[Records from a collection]
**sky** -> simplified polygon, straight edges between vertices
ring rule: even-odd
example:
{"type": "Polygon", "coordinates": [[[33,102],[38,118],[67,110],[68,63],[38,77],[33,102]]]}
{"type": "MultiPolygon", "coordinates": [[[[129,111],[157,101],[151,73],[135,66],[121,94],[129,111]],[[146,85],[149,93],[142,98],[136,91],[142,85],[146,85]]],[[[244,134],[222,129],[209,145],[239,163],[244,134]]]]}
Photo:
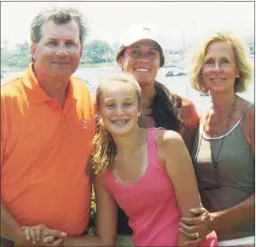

Task objective ▸ Arrange every line of the material above as a numbered list, omitting blank lines. Leave the pictures out of your answer.

Finished exercise ▸
1. **sky** -> simplified polygon, straight edges between vertices
2. ring rule: even-odd
3. example:
4. {"type": "Polygon", "coordinates": [[[33,102],[38,118],[67,110],[68,63],[38,77],[33,102]]]}
5. {"type": "MultiPolygon", "coordinates": [[[[129,111],[157,101],[151,73],[135,66],[121,94],[129,111]],[[146,85],[149,93],[142,98],[136,91],[142,85],[146,85]]],[[[244,134],[222,129],[209,145],[239,163],[244,134]]]]}
6. Photo:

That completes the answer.